=== FRAGMENTO DEL TEXTO ===

+ + + + +

Desde su ventana no veía el mar. Pero podía oírlo en su cabeza.
Las olas no habían dejado de batir. Le acompañaba aquel rugido y la sensación
de que la tinta resbalaba sucia sobre los papeles como un día lo había hecho su
cuerpo sobre la cubierta del Acushnet.
Arrastrado por la galerna. Golpeado por las palabras. Herman Melville se
ha vuelto loco, pero no lo sabe todavía. Se ha entregado a un libro que lo pide
todo. Un libro que le obsesiona hasta el desvarío. Navega a barlovento desde la
buhardilla de esa granja a la que ha bautizado con nombre de barco, Arrowhead. «Mi habitación parece un
camarote y por las noches, cuando me despierto y oigo cómo chilla el viento,
casi se me antoja que la casa tiene demasiada vela y que debiera subirme al
tejado y aparejar la chimenea». Aunque hace semanas que ya no duerme. Ni tiene
ojos para otra cosa que no sean sus propios párrafos. Su historia. Su Leviatán: Moby Dick.
Había llegado a Pittsfield buscando tranquilidad, pero encontró el
vértigo. El campo tenía algo de la vastedad asfixiante del océano. Le recordaba
al mar. Salió huyendo de Nueva York con la esperanza de que lejos de la ciudad
recuperaría su ritmo de trabajo. Esa fuerza titánica que le había llevado a
acabar Redburn y Chaqueta
blanca en solo cuatro meses.
«Escribo una novela sobre mi experiencia en la caza de ballenas».
Cuando lo dice todavía no ha llegado al momento inevitable en el que todo autor
miente a su editor. O, al menos, no en lo sustancial. Porque lo que Melville no
contaba es que nunca se alistó como arponero. Si alguna vez llegó a serlo, tuvo
que ser por fuerza a bordo del Charles
& Henry, en el que pasó menos de seis meses. Y aunque no era demasiado
para presentarse como cazador de monstruos marinos, sí que lo fue para su
inspiración. O para su desesperación.
Herman Melville, en su océano de ficción, en ese lugar que no
aparece en los mapas, está a punto de descubrir que lo que late ante sus ojos,
en las páginas emborronadas, es un libro distinto al que había planeado. No es
un relato de aventuras. Es una caza que le va a cambiar la vida. La que va a
terminar de arruinar su mente dividida entre la melancolía y la vehemencia.
Entre la tierra y el mar.
No deja que le interrumpan. No quiere comer. Tiene en la nariz el
olor del aceite de ballena. Siente el Atlántico arrogante bajo los pies. Le
lleva. Le eleva. Le hunde. Le arrastra. Herman Melville ha caído en una locura
monomaníaca. Está obsesionado por acabar este libro. En algún momento, en
aquella mesa frente al monte Greylock, el libro abrió sus fauces y se tragó su
razón.
Melville ha comenzado su historia sin sospechar dónde se embarca.

+ + + + +

[Entradas de anotación con coordenadas]
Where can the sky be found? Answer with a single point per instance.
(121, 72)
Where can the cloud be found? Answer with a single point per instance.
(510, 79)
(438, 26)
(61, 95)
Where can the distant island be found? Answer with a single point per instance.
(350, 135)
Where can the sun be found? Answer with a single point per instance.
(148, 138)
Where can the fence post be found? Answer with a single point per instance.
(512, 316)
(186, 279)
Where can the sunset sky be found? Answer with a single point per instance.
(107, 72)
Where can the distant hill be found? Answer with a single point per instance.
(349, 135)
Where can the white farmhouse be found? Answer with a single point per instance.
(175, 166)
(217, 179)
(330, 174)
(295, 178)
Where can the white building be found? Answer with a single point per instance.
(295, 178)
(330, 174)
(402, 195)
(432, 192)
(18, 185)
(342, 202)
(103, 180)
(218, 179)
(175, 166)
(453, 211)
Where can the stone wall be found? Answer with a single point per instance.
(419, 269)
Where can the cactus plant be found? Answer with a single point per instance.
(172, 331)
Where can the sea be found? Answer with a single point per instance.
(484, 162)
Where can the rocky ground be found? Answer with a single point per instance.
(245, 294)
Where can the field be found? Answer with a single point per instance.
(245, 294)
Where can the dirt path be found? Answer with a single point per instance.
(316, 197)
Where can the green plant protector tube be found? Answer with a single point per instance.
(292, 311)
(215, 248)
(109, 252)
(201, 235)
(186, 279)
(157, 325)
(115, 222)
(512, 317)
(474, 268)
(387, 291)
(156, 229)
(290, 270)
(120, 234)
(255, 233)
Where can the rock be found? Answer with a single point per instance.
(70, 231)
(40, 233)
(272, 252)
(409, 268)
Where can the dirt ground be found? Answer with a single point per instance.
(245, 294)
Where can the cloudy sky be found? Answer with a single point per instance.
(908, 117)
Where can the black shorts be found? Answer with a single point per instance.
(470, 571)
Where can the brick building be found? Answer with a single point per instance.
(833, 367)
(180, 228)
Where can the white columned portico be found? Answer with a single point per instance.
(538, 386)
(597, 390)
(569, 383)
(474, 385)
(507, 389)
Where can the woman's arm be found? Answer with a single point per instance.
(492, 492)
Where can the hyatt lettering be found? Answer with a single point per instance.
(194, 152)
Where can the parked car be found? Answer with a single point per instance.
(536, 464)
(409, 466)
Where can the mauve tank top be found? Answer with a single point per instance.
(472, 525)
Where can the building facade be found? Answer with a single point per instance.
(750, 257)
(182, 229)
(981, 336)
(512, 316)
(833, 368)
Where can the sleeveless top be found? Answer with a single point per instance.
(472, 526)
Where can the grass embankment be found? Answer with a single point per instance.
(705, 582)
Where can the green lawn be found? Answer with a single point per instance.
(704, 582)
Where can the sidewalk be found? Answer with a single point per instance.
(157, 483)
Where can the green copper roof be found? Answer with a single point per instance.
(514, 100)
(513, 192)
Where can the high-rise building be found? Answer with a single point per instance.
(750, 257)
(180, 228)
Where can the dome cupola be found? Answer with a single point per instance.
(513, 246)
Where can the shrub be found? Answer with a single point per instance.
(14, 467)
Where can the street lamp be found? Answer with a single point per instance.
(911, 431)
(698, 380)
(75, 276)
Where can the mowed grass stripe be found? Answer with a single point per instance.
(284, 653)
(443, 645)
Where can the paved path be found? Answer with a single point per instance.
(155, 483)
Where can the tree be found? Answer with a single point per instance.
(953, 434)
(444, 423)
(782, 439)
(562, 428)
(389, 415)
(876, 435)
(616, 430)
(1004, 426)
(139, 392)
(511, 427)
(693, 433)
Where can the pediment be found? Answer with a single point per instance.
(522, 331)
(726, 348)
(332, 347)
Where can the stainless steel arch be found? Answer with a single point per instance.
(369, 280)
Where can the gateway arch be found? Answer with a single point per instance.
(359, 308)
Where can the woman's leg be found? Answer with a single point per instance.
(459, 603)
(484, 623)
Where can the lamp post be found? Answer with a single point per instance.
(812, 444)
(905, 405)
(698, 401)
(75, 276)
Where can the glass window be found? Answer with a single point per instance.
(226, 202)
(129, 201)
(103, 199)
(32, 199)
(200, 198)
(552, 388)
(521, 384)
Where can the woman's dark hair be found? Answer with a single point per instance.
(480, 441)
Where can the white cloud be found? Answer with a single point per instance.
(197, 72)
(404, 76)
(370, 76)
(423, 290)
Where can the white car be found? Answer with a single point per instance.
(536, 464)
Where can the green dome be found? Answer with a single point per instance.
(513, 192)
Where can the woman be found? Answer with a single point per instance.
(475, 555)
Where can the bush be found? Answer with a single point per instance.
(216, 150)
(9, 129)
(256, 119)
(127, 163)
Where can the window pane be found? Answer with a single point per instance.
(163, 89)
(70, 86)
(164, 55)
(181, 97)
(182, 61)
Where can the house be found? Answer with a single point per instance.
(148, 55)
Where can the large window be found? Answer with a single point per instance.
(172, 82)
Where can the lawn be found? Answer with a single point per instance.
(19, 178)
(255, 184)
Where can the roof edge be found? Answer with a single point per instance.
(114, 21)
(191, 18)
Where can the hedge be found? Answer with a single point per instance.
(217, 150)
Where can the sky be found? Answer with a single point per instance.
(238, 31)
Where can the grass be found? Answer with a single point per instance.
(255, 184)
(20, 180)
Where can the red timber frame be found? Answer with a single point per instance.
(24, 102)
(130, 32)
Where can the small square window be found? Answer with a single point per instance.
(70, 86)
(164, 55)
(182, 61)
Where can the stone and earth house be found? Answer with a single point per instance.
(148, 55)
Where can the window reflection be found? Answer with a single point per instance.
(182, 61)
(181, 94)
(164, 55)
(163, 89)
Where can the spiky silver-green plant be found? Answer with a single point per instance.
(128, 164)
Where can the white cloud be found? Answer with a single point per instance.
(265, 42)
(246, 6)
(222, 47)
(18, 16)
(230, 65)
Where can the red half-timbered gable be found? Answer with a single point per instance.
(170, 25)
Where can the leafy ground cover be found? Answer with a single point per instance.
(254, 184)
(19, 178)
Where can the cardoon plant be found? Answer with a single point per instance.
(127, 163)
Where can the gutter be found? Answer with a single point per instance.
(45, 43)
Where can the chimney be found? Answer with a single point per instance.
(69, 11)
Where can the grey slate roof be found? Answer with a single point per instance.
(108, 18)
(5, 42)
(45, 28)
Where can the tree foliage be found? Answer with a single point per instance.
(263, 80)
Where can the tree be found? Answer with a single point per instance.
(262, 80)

+ + + + +

=== TAREA PLANTEADA ===
Extrae sin cambios el pasaje del texto sobre Melville y Moby Dick que empieza en las palabras «Las olas no» y termina después de «cubierta del Acushnet.».

=== RESPUESTA ===
Las olas no habían dejado de batir. Le acompañaba aquel rugido y la sensación
de que la tinta resbalaba sucia sobre los papeles como un día lo había hecho su
cuerpo sobre la cubierta del Acushnet.